** Exercise prompt **
Write each line word for word, from the line that contains "Please locate the grey heron" through the last line of the material below.

---- Data extract

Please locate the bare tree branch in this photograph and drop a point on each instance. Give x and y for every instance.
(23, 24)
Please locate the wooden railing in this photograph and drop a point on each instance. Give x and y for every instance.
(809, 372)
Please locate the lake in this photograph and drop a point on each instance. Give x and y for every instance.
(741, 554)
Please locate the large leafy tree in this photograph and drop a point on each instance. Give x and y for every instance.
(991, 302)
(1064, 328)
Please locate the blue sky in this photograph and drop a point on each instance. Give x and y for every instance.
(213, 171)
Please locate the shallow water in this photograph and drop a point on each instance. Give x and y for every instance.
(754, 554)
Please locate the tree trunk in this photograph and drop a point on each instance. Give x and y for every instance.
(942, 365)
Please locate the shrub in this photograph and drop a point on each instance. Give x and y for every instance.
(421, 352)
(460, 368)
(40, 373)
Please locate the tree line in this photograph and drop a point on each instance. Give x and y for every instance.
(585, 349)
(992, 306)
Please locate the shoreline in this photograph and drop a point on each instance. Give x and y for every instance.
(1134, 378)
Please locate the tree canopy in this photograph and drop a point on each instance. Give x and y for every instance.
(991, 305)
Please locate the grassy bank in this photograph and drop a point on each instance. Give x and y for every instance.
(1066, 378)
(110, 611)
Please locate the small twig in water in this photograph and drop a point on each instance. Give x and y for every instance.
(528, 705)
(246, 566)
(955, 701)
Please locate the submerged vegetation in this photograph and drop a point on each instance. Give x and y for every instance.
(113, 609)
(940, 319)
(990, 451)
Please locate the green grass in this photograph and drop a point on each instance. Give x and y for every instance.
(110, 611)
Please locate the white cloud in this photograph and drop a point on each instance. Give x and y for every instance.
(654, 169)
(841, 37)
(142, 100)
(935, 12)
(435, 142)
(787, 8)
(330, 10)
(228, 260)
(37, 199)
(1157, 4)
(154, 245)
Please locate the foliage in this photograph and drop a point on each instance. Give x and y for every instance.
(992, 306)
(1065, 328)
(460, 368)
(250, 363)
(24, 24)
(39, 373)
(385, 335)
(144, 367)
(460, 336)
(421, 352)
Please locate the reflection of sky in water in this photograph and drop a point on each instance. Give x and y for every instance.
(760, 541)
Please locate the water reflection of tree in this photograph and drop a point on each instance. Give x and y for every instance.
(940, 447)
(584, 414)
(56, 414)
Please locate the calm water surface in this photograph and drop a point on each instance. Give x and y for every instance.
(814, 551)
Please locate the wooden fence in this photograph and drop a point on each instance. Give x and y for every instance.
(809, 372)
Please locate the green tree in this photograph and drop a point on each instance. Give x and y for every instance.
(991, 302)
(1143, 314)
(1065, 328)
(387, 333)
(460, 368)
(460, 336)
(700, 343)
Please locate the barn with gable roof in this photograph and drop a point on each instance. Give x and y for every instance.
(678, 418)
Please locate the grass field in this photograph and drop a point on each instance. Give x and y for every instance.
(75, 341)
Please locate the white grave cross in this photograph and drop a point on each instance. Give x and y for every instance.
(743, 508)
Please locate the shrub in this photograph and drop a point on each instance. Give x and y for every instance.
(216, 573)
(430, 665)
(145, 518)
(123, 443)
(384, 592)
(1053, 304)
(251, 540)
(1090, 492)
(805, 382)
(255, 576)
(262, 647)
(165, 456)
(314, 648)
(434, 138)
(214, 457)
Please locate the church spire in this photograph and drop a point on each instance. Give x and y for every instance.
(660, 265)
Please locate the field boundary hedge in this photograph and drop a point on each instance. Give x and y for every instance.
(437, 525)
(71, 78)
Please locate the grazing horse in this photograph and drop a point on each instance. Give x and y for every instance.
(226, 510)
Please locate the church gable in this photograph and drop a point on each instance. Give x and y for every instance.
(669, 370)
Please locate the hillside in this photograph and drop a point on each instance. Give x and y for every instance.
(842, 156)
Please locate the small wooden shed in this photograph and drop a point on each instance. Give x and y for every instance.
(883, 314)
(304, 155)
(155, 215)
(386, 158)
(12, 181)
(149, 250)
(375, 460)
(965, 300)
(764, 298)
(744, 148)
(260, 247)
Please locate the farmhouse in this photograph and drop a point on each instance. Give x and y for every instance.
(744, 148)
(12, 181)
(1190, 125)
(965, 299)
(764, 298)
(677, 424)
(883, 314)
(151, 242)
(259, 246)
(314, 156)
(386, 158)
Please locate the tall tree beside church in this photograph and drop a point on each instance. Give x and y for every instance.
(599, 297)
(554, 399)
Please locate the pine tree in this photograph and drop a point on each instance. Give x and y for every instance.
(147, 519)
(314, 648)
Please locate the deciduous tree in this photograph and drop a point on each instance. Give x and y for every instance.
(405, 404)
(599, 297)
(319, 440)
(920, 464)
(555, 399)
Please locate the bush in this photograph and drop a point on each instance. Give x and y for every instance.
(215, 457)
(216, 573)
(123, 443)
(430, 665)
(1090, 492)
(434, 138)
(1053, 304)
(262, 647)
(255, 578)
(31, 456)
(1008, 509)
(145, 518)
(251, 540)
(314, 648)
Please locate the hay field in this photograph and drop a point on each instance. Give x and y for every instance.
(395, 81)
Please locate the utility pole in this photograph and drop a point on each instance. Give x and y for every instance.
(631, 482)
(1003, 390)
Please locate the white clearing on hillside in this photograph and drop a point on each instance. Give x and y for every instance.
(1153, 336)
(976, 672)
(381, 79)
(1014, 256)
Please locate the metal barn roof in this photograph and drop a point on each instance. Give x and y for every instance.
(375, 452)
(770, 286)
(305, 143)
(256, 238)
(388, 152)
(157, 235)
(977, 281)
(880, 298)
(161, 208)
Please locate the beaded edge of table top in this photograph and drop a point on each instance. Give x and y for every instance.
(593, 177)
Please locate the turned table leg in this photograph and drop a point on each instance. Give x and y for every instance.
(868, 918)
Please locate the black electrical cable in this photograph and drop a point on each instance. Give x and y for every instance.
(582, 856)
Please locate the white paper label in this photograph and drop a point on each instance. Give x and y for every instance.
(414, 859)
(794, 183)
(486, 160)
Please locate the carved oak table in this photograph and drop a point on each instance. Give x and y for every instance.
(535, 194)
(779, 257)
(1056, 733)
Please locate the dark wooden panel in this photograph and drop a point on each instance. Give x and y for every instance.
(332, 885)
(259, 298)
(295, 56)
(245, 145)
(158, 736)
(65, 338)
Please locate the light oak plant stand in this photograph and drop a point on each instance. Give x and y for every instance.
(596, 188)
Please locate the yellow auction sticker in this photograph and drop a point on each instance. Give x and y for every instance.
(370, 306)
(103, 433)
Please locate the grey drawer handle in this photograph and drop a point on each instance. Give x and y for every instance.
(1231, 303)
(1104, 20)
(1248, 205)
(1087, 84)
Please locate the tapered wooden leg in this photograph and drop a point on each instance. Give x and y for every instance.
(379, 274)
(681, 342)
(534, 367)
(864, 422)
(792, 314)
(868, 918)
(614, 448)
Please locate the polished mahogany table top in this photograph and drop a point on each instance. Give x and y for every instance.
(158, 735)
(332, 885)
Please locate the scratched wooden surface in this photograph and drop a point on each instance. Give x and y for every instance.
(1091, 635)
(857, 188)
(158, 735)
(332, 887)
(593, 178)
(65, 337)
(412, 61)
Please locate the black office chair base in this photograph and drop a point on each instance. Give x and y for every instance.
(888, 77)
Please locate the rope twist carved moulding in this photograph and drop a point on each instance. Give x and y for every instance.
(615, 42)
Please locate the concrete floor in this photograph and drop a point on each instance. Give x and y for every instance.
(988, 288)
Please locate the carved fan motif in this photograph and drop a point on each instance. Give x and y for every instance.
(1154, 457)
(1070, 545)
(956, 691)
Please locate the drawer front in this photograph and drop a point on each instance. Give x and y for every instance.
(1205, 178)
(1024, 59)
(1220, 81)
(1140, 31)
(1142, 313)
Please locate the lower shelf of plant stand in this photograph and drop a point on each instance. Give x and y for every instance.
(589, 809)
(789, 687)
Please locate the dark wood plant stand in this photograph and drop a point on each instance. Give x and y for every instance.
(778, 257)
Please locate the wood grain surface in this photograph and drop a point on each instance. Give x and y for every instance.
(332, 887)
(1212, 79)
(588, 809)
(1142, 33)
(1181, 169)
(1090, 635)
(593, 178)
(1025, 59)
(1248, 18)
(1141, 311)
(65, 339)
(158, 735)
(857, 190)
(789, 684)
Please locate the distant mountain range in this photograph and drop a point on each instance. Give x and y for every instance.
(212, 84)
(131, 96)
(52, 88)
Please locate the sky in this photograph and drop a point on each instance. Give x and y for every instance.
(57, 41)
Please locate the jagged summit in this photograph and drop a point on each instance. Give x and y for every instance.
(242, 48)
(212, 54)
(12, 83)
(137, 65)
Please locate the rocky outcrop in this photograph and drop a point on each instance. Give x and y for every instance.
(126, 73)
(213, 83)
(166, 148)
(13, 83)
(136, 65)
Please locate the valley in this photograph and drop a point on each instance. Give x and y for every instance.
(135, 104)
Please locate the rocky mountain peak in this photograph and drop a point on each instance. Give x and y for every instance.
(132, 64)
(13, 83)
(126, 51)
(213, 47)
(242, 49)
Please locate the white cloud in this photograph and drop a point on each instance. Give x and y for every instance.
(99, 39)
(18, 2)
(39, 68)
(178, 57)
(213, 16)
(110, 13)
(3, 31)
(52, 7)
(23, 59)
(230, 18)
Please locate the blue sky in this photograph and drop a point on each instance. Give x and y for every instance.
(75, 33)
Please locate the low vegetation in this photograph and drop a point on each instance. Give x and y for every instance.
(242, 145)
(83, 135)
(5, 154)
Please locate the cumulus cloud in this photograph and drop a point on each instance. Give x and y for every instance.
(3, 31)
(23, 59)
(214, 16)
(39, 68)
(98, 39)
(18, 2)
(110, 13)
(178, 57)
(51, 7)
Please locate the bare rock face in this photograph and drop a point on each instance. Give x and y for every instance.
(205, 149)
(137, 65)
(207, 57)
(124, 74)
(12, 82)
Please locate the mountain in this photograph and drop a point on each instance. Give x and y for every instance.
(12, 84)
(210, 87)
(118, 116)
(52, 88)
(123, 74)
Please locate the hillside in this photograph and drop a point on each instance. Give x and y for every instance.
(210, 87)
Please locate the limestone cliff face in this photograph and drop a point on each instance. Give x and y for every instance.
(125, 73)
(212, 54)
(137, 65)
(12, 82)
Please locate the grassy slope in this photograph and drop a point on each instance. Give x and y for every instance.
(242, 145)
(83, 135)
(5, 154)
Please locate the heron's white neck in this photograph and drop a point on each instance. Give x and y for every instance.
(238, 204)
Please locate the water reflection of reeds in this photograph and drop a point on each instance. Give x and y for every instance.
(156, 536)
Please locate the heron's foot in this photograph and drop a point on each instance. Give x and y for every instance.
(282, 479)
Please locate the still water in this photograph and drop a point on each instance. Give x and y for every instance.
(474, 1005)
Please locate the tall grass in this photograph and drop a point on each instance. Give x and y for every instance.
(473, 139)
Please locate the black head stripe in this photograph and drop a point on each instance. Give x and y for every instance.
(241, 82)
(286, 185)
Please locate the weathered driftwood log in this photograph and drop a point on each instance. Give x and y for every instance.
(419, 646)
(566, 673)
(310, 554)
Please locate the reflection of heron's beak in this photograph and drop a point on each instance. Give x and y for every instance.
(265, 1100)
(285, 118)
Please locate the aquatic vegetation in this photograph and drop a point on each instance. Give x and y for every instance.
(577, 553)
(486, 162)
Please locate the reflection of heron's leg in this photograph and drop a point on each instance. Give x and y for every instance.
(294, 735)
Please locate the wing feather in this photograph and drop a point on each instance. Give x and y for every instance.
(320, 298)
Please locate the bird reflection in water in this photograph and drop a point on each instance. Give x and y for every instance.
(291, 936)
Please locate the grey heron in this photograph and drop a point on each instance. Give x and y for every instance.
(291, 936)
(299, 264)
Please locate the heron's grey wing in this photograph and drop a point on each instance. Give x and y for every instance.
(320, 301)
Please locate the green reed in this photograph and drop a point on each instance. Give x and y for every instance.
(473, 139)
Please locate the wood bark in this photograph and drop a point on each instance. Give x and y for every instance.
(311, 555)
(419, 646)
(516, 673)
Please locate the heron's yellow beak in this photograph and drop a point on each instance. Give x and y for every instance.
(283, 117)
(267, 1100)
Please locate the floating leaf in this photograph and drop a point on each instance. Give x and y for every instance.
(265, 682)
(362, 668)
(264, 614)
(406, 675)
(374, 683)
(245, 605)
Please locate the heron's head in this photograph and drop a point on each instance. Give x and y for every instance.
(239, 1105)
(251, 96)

--------

** Your response **
Please locate the grey heron in this photograph and drop a point on each instance. Give x and y for every instance.
(291, 936)
(299, 264)
Please locate the heron's grey wing in this photograph and drop a point on each instance. Give x and y for every instance.
(320, 301)
Please locate the green reed in this photograph and drop a point on each instance. Give x and y for every instance.
(473, 139)
Please locate the wood bark in this photograph and drop a point on each instance. Give x and y for every instance.
(311, 555)
(419, 646)
(516, 673)
Please locate the heron's yellow beak in this photograph and drop a point on each instance. Give x and y for every instance.
(283, 117)
(267, 1100)
Please locate the floating leaf in this photograph and drop a point on each instance. Give x and y for every instance.
(265, 682)
(362, 668)
(264, 614)
(406, 675)
(374, 683)
(245, 605)
Please locate the heron's head in this photograph and drop a point on each instance. Give x and y for every instance.
(239, 1105)
(251, 96)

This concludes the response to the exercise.